===== Exercise inputs
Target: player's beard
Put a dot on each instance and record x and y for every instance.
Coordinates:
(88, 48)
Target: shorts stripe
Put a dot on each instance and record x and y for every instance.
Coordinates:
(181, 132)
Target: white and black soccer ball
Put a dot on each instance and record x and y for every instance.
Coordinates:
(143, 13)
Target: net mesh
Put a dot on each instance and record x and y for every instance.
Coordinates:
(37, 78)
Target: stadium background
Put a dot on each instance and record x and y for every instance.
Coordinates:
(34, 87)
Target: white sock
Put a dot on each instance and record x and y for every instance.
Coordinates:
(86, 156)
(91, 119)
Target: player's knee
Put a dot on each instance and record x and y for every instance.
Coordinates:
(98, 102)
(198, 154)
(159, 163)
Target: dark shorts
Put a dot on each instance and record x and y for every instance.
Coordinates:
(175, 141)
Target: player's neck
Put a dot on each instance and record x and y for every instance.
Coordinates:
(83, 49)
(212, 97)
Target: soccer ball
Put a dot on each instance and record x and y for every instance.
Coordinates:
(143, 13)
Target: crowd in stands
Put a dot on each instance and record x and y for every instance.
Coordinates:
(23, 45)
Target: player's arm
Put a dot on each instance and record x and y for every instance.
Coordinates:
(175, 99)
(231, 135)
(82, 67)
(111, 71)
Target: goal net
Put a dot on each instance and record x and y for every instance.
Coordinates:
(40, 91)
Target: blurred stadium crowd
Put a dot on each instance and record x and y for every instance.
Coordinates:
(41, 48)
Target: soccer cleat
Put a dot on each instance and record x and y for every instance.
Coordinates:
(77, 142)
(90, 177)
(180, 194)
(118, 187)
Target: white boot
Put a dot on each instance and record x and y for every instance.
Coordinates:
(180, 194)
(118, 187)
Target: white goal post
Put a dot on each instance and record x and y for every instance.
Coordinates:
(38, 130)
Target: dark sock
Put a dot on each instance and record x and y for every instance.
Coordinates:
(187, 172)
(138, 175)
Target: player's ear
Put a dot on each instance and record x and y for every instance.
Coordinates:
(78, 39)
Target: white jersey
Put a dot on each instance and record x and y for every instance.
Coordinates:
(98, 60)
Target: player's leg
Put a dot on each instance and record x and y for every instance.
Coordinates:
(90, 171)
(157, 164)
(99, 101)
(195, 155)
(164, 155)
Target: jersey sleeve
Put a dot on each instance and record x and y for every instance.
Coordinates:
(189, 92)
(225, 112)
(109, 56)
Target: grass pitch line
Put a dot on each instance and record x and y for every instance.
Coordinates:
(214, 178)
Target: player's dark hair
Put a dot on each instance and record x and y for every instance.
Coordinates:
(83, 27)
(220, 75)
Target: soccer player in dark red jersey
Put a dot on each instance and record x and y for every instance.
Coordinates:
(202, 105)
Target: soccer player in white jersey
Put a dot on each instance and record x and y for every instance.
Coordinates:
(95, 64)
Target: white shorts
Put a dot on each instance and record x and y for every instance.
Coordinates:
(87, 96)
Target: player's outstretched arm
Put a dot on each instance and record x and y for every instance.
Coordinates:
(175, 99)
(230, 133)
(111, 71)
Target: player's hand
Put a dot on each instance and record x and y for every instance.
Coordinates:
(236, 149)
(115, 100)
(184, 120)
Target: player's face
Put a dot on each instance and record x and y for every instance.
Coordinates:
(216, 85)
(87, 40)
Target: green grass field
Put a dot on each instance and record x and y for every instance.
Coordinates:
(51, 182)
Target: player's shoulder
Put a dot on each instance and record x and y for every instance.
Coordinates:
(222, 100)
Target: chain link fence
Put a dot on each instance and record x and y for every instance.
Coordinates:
==========
Task instructions: Reproduce all of the records above word for word, line by line, without changing anything.

The result:
Target: player's beard
Put a dot on each instance and record x and y for every instance.
Coordinates:
(88, 48)
Target: shorts stripe
Put a dot on each instance and record x and y for every instance.
Coordinates:
(181, 132)
Target: white and black soccer ball
Put a dot on each instance and record x and y for every instance.
Coordinates:
(143, 13)
Target: net mesh
Put a dot on each instance and record x and y for every instance.
Coordinates:
(37, 78)
Target: stadium background
Put a dot on each instance and record x and y for every instance.
Coordinates:
(34, 87)
Target: white sock
Put a dot on each instance and record x and y for every instance.
Coordinates:
(86, 156)
(91, 119)
Target: player's knee
Put a dot on each instance and record x and y for every instance.
Coordinates:
(98, 102)
(198, 154)
(159, 163)
Target: dark shorts
Put a dot on each instance and record x and y for every instance.
Coordinates:
(175, 141)
Target: player's neck
Put a dot on each instance and record x and y for every instance.
Coordinates:
(83, 49)
(212, 97)
Target: soccer ball
Put a dot on each instance and record x and y for every instance.
Coordinates:
(143, 13)
Target: crowd in stands
Put a dot on each instance and record x and y for every instance.
Coordinates:
(23, 45)
Target: player's arm
Put a dot on each instance and record x and y for every instance.
Coordinates:
(175, 99)
(231, 135)
(82, 67)
(111, 71)
Target: goal net
Put a dot on each instance and record x and y for every instance.
Coordinates:
(40, 91)
Target: blurred stadium crowd
Put a dot on each instance and record x and y for every instance.
Coordinates:
(41, 48)
Target: soccer cleat
Put a dot on each instance and record x and y for every instance.
Coordinates:
(77, 142)
(90, 177)
(180, 194)
(118, 187)
Target: white boot
Put a dot on each instance and record x and y for every instance.
Coordinates:
(180, 194)
(118, 187)
Target: white goal post
Put a dot on each instance and record x and y for every instance.
Coordinates:
(38, 130)
Target: dark sock
Put a dot on each instance and record x and y for every instance.
Coordinates:
(187, 172)
(138, 175)
Target: player's ear
Put a dot on each instance and record x and y for every instance.
Coordinates:
(78, 39)
Target: white jersey
Put a dot on each instance and record x and y for every instance.
Coordinates:
(98, 60)
Target: player's leg
Put a dot on each instance and record x and y for every instance.
Coordinates:
(90, 171)
(157, 164)
(99, 101)
(195, 155)
(164, 155)
Target: jersey sleeve
Put a dot on each instance and record x and y for every instance.
Coordinates:
(189, 92)
(225, 112)
(109, 56)
Target: grass pitch line
Put a dot on each instance and record x and y for every instance.
Coordinates:
(214, 178)
Target: player's dark hair
Put a dot on each instance and record x and y for every instance.
Coordinates:
(83, 27)
(220, 75)
Target: soccer player in dark red jersey
Put a dot on each instance and record x and y for every instance.
Coordinates:
(202, 105)
Target: soccer player in white jersey
Put a dot on each instance and record x and y for every instance.
Coordinates:
(95, 64)
Target: white shorts
Put a dot on each instance and record x and y for every instance.
Coordinates:
(87, 96)
Target: player's outstretched arm
Put a dot on each instance and record x and y for every instance.
Coordinates:
(175, 99)
(230, 133)
(111, 71)
Target: player's hand
Put a dot on each instance and record x and y for every instance.
Coordinates:
(236, 149)
(115, 100)
(184, 120)
Target: player's face
Put a dot on each instance and record x and y for every instance.
Coordinates:
(216, 85)
(87, 40)
Target: green grass field
Put a dot on each instance and record x and y for every instance.
Coordinates:
(51, 182)
Target: player's shoulder
Put a dot on each instance and record x and y for every instance.
Coordinates:
(222, 100)
Target: chain link fence
Put a dot on each instance and record x and y for every instance.
Coordinates:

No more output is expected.